▶ **Region annotation entries**:
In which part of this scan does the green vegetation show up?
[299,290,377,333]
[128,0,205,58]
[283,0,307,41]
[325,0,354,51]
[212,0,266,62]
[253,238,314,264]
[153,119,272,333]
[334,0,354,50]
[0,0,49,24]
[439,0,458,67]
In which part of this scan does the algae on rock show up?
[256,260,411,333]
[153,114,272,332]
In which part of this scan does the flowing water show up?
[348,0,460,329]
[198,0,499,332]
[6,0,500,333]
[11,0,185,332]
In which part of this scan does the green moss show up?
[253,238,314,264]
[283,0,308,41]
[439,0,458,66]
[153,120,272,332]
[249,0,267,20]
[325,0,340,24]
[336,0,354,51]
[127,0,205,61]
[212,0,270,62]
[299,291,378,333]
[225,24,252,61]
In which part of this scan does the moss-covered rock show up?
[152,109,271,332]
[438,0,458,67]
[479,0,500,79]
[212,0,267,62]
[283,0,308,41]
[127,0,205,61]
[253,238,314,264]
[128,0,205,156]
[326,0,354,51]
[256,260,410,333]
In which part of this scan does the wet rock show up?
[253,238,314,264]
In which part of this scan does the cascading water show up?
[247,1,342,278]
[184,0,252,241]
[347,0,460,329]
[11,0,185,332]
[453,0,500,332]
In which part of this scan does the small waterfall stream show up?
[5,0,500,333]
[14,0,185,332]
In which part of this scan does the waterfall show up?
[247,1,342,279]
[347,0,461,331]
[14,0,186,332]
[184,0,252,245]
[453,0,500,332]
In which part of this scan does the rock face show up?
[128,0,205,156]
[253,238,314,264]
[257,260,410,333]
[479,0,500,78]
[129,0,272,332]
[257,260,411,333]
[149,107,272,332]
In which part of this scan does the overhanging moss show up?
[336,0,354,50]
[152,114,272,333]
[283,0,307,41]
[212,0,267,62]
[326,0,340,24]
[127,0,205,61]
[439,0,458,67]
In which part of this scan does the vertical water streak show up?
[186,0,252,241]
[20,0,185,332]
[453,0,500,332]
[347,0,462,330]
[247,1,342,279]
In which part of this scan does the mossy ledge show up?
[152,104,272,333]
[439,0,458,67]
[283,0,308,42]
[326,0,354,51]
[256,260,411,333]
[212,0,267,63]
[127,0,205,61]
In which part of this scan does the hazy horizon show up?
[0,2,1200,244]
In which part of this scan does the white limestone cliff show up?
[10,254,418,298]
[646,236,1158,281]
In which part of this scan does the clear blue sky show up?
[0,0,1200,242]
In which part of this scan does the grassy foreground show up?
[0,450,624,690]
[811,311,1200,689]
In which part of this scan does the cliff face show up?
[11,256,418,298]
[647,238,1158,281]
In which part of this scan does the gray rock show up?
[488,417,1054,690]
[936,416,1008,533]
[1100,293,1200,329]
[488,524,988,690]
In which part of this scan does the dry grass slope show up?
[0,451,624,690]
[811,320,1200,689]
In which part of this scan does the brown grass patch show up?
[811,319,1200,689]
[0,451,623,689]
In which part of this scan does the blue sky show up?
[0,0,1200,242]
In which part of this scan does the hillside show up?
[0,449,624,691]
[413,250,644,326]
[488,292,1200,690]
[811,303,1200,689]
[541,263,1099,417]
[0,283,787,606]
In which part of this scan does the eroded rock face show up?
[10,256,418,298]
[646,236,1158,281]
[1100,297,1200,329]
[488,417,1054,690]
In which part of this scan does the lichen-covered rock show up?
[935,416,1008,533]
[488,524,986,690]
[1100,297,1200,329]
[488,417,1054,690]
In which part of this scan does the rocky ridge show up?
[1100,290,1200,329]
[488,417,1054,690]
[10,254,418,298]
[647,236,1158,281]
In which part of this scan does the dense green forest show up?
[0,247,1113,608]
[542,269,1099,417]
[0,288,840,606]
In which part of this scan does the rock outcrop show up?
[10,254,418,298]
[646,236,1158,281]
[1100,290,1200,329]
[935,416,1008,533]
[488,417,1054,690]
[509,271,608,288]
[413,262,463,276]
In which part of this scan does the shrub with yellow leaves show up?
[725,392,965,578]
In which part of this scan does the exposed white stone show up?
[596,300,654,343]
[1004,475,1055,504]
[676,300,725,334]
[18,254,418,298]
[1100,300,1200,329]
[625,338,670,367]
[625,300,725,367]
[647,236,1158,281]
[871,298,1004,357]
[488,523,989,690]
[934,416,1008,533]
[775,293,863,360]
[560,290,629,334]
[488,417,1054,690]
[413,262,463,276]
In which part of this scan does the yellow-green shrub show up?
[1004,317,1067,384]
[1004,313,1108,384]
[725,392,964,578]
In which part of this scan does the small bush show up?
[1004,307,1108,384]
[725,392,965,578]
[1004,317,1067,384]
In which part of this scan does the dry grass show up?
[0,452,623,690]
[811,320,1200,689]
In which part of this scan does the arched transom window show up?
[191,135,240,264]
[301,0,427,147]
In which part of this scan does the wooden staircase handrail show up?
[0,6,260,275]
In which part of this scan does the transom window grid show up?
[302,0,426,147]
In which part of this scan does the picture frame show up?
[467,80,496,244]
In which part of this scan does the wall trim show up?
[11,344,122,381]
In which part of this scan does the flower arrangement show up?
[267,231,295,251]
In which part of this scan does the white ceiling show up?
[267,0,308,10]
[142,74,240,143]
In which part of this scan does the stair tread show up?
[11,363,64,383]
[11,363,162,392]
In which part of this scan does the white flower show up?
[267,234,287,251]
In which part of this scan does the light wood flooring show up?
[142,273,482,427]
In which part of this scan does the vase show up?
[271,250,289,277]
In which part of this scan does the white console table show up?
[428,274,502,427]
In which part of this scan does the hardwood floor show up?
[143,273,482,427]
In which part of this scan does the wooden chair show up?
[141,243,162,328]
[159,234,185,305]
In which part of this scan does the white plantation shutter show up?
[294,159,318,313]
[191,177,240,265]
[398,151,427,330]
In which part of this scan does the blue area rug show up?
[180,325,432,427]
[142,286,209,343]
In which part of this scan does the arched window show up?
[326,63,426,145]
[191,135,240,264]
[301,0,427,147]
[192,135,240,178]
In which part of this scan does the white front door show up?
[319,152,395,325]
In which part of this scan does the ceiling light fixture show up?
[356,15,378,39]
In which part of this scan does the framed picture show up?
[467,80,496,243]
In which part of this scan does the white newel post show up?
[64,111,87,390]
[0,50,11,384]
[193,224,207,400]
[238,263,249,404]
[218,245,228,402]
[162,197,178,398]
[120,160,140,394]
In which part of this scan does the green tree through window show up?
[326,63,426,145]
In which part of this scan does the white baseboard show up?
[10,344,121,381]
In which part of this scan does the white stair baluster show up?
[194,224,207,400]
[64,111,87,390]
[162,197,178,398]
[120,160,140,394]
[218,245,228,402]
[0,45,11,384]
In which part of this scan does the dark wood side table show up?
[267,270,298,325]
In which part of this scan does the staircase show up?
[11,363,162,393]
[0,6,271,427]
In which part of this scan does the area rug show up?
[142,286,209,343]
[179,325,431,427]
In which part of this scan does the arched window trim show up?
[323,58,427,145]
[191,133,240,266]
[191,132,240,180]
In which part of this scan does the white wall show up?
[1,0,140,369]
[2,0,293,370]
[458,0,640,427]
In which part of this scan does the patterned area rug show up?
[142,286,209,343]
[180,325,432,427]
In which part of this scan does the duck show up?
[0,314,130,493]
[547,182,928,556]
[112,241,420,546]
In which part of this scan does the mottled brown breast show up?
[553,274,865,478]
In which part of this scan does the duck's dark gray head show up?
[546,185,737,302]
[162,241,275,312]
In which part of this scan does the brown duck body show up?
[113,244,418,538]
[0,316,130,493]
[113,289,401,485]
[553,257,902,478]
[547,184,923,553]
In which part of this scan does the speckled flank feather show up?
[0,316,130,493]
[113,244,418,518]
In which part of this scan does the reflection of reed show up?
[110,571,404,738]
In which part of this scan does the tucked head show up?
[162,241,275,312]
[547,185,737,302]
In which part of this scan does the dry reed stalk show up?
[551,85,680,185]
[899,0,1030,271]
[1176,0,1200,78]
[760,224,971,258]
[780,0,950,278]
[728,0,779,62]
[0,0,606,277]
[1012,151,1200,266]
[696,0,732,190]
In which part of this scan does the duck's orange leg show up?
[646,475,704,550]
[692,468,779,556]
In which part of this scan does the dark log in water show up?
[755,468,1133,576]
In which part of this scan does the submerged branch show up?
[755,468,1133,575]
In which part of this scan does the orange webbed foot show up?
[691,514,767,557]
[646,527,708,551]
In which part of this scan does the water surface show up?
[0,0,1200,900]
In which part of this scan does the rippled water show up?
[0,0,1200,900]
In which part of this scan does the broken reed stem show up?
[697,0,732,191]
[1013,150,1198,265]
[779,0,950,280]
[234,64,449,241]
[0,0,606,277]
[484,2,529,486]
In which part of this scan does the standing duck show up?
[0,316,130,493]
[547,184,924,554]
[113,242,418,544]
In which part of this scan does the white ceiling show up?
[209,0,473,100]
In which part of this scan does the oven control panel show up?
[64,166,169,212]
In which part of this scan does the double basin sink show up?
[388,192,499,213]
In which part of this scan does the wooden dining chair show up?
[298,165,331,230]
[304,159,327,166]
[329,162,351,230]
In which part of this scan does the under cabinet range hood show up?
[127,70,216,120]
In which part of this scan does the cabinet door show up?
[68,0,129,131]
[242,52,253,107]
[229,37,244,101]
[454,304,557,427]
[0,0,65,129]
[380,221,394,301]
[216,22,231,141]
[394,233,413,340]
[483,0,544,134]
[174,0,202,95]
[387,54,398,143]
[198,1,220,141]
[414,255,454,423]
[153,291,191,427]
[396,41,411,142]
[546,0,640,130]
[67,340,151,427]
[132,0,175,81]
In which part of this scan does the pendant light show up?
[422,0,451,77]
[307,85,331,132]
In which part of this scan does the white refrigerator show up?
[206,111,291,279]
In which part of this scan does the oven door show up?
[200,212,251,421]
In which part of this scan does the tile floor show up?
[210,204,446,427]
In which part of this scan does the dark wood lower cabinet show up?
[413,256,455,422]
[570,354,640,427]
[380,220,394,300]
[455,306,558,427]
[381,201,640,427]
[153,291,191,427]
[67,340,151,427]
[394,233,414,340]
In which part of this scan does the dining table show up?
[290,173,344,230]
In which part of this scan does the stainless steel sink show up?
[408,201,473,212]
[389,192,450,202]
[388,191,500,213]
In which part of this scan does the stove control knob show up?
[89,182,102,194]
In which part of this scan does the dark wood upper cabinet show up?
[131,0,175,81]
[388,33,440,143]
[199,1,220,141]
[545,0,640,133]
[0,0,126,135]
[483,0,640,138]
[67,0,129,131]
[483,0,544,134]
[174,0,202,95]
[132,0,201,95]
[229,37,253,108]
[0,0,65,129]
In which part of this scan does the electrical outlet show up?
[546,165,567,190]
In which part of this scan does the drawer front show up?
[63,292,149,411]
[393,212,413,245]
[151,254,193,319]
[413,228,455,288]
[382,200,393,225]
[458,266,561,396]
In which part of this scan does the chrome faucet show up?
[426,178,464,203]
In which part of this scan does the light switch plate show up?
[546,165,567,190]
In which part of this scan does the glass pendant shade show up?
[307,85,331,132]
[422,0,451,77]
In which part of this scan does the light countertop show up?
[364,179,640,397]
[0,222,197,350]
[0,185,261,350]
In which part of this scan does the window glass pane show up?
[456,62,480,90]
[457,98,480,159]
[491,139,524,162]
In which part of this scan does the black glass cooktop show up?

▶ **TASK DETAILS**: Update the part that opens with the line containing "In which part of this scan does the white console" and closes with the line containing "[10,344,121,381]" by putting "laminate" wherever "hardwood" appears, keeping everything else the same.

▶ **CORRECT ANSWER**:
In which part of this scan does the white console table show up?
[428,274,502,427]
In which part of this scan does the laminate floor show up?
[143,273,482,427]
In which part of this scan does the wooden chair show up?
[141,243,162,328]
[159,234,185,305]
In which part of this scan does the white plantation shutter show up?
[294,159,318,313]
[191,177,240,265]
[398,151,427,330]
In which part of this scan does the blue area rug show up?
[180,325,432,427]
[142,286,209,343]
In which part of this scan does the arched window show up?
[326,63,426,145]
[191,135,240,264]
[301,0,427,147]
[192,135,240,178]
In which part of this scan does the white front door show up?
[319,152,395,325]
In which part of this scan does the ceiling light fixture show up?
[356,15,378,39]
In which part of this scan does the framed picture show up?
[467,80,496,243]
In which part of this scan does the white newel post show up?
[64,111,87,390]
[0,50,11,384]
[193,224,207,400]
[238,263,249,404]
[218,245,228,402]
[162,197,178,398]
[120,160,140,394]
In which part of this scan does the green tree through window show up?
[326,63,426,145]
In which part of this scan does the white baseboard show up?
[10,344,121,381]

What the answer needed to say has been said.